• Description of the task: In the records below, find the line containing "In this exercise you will pick out the wicker" and the line containing "In this exercise you will pick out the watering can and"; please repeat exactly the lines from one to the other, both included, and nothing more.

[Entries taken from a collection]
○ ○ ○ ○ ○ ○ ○

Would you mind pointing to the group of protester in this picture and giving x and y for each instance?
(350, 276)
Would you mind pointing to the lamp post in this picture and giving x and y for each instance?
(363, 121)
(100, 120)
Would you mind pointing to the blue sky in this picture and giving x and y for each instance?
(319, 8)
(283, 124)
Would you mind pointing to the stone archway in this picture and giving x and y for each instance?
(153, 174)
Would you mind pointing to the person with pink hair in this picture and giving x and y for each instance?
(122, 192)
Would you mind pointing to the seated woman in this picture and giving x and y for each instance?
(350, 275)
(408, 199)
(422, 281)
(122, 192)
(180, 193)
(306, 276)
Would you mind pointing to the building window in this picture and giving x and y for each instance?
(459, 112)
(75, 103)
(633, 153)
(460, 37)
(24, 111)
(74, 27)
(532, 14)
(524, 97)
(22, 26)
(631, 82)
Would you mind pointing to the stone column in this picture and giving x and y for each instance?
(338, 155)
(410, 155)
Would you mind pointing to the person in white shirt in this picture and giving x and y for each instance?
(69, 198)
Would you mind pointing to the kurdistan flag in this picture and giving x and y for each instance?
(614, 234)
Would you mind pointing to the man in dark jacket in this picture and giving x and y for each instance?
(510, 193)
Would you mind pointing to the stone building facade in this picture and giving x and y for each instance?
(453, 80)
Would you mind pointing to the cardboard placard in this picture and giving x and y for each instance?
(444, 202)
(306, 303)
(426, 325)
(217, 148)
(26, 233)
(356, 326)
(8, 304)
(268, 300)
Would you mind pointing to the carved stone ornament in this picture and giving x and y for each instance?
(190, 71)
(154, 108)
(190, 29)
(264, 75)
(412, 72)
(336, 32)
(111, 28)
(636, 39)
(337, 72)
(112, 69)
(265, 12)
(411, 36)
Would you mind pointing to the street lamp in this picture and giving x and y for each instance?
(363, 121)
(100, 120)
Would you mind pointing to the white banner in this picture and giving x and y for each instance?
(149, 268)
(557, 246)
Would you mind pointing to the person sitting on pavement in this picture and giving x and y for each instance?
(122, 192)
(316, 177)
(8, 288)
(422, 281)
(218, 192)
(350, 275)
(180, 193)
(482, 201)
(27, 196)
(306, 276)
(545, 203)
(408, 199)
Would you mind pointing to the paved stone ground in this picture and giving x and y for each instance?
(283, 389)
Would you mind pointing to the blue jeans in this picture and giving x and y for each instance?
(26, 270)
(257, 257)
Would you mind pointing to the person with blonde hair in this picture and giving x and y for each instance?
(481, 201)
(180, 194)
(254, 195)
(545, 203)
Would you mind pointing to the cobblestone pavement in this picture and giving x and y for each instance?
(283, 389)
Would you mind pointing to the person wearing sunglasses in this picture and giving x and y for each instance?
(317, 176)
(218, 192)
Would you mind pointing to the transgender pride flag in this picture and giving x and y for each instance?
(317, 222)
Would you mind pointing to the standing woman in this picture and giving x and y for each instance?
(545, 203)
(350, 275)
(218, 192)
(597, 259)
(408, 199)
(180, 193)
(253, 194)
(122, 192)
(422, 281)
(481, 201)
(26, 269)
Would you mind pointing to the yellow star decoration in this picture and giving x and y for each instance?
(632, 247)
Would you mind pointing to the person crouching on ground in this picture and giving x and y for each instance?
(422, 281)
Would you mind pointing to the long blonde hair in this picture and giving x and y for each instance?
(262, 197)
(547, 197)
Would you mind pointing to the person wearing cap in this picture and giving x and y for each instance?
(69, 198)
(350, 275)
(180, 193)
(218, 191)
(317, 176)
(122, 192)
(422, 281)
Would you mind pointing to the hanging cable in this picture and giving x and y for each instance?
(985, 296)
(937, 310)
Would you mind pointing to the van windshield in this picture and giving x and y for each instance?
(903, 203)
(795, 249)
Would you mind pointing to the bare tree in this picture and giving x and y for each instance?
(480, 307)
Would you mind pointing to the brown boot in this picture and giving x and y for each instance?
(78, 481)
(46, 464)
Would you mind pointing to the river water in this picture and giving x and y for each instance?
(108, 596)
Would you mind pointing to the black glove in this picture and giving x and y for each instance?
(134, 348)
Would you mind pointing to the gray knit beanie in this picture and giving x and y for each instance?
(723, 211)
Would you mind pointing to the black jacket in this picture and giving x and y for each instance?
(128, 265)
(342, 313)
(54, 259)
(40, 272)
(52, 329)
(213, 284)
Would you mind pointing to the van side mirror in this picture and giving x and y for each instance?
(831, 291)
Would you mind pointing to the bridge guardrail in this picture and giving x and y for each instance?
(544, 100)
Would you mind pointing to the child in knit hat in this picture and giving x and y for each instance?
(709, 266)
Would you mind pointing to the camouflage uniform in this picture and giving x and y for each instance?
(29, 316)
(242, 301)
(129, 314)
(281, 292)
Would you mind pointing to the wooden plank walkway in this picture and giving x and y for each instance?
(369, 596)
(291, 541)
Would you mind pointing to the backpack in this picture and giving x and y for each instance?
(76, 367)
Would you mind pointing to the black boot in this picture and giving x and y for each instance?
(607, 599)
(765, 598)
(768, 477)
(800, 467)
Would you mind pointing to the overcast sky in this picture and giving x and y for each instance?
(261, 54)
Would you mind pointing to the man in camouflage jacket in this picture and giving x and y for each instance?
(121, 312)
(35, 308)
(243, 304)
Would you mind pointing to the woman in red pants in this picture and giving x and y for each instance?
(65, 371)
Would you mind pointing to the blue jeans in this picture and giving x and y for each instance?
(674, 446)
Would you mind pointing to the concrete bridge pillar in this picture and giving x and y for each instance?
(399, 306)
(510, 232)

○ ○ ○ ○ ○ ○ ○

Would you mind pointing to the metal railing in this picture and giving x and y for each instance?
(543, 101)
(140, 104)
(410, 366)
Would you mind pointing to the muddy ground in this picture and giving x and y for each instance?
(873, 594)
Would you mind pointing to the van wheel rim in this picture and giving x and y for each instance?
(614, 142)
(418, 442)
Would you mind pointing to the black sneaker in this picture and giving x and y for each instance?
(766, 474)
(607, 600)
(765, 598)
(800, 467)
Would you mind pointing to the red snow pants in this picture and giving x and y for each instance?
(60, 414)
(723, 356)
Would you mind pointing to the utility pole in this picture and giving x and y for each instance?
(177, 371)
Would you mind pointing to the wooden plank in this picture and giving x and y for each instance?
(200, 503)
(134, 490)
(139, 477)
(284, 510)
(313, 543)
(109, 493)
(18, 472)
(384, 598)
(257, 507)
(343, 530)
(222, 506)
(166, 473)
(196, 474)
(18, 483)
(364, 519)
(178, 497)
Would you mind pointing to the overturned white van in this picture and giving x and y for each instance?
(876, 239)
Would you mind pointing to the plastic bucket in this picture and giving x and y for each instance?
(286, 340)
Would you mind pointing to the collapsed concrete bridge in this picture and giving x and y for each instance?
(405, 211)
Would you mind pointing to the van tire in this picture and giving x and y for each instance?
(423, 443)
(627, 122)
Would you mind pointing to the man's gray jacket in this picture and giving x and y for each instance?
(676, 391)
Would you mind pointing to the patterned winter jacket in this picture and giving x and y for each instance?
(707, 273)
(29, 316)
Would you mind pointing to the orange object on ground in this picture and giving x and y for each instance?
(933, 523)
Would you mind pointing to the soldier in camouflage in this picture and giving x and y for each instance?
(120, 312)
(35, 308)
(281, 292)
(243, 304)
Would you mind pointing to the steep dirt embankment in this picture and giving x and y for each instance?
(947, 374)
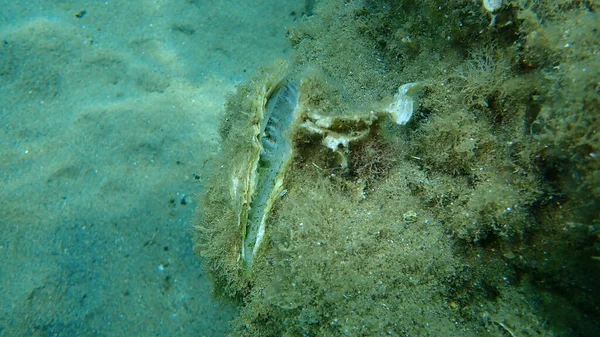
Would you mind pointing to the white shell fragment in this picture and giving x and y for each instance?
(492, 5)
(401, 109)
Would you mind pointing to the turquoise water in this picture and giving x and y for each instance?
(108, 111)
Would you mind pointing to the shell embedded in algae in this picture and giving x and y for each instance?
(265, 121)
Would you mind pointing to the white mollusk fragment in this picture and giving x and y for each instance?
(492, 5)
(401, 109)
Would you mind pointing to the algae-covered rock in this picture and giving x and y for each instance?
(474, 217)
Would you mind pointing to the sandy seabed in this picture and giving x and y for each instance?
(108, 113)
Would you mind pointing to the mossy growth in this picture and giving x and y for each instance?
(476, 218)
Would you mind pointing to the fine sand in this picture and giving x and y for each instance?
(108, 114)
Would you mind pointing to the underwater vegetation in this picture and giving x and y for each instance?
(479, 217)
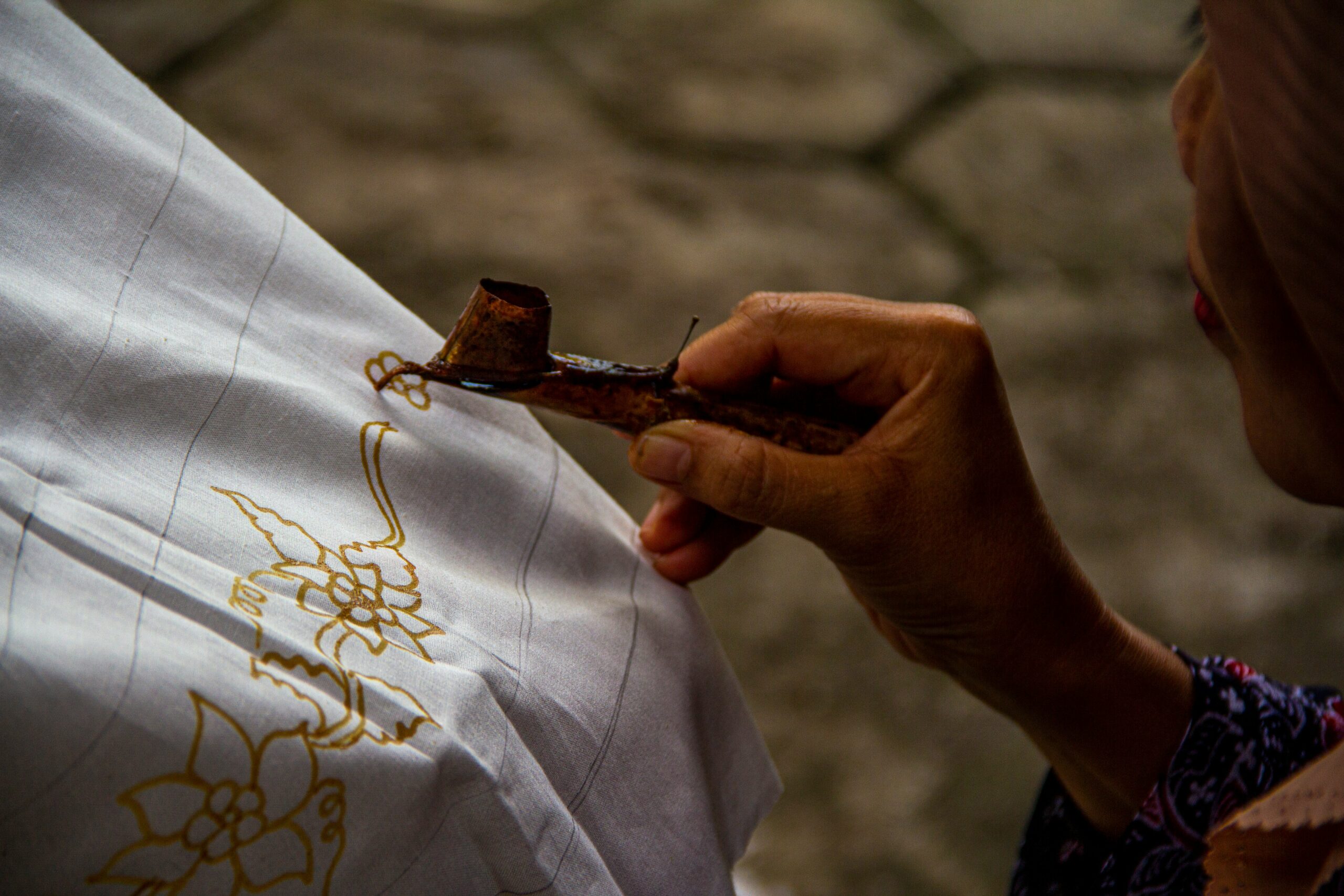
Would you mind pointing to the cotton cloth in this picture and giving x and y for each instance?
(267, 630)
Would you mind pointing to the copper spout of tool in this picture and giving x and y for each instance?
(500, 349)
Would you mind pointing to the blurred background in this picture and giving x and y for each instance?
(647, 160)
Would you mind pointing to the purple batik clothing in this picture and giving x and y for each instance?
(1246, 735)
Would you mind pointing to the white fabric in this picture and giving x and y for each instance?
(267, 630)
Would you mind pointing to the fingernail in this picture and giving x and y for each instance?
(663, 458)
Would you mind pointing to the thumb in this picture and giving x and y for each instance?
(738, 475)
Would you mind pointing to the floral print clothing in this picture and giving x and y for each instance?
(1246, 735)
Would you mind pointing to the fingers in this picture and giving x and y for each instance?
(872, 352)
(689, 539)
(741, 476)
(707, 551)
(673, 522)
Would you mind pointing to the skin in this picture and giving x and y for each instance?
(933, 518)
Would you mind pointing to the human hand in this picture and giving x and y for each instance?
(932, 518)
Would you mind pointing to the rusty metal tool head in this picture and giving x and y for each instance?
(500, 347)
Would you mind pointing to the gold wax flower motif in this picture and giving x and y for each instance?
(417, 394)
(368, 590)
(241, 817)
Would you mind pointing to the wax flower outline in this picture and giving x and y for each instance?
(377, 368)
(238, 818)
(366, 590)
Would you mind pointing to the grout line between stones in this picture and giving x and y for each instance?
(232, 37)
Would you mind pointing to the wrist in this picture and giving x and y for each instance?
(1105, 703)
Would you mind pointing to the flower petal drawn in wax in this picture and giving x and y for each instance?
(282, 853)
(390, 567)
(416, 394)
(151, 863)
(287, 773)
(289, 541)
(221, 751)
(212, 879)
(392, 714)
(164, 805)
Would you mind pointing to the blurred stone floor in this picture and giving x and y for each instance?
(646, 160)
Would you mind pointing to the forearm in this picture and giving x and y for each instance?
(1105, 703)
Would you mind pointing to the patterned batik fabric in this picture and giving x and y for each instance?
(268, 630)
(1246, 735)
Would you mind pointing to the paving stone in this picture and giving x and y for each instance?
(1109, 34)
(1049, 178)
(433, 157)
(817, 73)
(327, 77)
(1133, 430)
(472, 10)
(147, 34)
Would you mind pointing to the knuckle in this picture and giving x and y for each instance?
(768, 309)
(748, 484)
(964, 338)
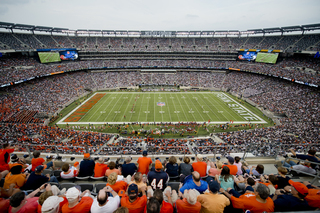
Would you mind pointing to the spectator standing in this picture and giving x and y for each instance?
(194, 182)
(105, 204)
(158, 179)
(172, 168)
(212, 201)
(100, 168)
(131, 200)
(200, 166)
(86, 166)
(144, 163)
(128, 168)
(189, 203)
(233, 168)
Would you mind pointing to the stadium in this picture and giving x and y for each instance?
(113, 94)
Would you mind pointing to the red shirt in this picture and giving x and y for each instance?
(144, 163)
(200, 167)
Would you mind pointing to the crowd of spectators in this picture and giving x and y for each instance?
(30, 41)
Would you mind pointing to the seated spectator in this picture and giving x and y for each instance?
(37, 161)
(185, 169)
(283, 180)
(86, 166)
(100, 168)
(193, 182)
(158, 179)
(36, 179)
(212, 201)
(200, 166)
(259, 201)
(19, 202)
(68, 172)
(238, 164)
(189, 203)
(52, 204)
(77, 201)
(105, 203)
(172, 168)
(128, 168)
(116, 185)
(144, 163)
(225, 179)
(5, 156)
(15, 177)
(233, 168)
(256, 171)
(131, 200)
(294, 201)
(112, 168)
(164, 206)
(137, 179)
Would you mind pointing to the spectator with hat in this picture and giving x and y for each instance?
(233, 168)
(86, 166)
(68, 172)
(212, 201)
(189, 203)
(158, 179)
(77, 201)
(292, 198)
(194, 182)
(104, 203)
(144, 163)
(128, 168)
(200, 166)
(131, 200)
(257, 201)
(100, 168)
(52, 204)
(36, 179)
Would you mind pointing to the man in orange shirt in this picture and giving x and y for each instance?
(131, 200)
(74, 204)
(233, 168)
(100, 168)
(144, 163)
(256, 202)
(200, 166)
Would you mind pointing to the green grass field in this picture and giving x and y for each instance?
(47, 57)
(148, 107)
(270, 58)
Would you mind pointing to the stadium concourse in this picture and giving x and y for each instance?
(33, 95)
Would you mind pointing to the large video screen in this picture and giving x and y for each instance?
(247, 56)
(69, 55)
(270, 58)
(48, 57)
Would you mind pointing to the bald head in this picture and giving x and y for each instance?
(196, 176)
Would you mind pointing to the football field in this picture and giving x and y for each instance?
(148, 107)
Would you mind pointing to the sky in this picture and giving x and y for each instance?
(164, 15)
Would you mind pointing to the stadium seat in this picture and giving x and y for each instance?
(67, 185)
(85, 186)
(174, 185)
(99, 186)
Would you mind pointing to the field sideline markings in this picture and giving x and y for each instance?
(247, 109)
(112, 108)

○ ○ ○ ○ ○ ○ ○

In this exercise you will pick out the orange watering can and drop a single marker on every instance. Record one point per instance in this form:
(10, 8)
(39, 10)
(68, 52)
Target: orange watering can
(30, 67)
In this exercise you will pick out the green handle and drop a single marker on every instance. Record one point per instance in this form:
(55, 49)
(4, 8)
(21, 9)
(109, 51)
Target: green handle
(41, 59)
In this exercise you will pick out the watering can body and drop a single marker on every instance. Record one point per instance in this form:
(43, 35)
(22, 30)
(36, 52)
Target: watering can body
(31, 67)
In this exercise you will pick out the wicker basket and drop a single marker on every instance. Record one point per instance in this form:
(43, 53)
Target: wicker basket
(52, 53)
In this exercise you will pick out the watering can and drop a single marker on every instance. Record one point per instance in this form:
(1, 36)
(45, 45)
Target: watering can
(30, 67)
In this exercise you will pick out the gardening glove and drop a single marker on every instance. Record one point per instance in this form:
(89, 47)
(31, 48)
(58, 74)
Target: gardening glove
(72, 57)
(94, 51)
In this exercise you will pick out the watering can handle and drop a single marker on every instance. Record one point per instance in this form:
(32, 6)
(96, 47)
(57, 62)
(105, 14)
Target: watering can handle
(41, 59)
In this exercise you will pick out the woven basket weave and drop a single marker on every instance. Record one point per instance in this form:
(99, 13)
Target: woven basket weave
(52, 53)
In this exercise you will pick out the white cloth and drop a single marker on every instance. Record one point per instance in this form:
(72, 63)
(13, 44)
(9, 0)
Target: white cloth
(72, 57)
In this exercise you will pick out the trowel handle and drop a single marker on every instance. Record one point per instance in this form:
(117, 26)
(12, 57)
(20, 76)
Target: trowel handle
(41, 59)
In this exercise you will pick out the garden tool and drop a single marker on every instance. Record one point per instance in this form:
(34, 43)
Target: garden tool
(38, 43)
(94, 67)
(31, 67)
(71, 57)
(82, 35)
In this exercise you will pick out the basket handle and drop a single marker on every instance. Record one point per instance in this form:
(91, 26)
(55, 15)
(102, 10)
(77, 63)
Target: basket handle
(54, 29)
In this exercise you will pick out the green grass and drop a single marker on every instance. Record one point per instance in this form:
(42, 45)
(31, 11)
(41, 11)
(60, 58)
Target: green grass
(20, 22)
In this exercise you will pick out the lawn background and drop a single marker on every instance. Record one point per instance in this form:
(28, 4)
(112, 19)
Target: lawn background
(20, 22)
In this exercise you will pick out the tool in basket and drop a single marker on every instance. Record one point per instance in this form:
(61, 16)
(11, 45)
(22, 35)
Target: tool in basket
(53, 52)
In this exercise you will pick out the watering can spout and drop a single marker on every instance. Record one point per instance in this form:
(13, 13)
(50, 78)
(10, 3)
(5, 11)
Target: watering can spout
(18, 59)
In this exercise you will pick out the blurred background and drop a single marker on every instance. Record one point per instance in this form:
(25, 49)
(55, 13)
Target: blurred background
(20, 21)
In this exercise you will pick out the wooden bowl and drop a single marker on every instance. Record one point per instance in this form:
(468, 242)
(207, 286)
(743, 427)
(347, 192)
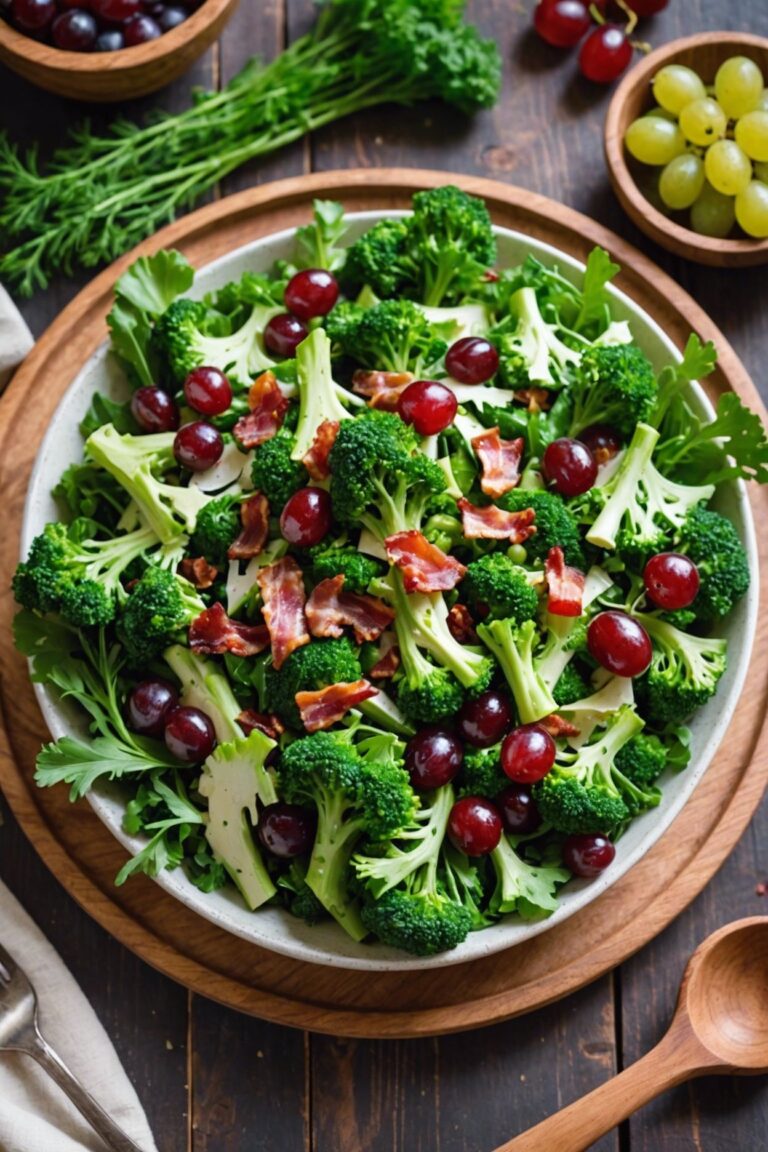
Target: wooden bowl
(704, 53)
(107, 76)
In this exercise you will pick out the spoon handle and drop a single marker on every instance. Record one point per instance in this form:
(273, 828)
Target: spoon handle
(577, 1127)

○ ○ ○ ○ ○ ○ ○

• Expected answer:
In this exercise you will pick out the wicker basket and drop a single marker on every instance. Record one point per instance in this form:
(43, 53)
Target: wicker basket
(52, 53)
In this exercise you will pick out the watering can and drop a single marker on every instance. Record one point per instance in this form:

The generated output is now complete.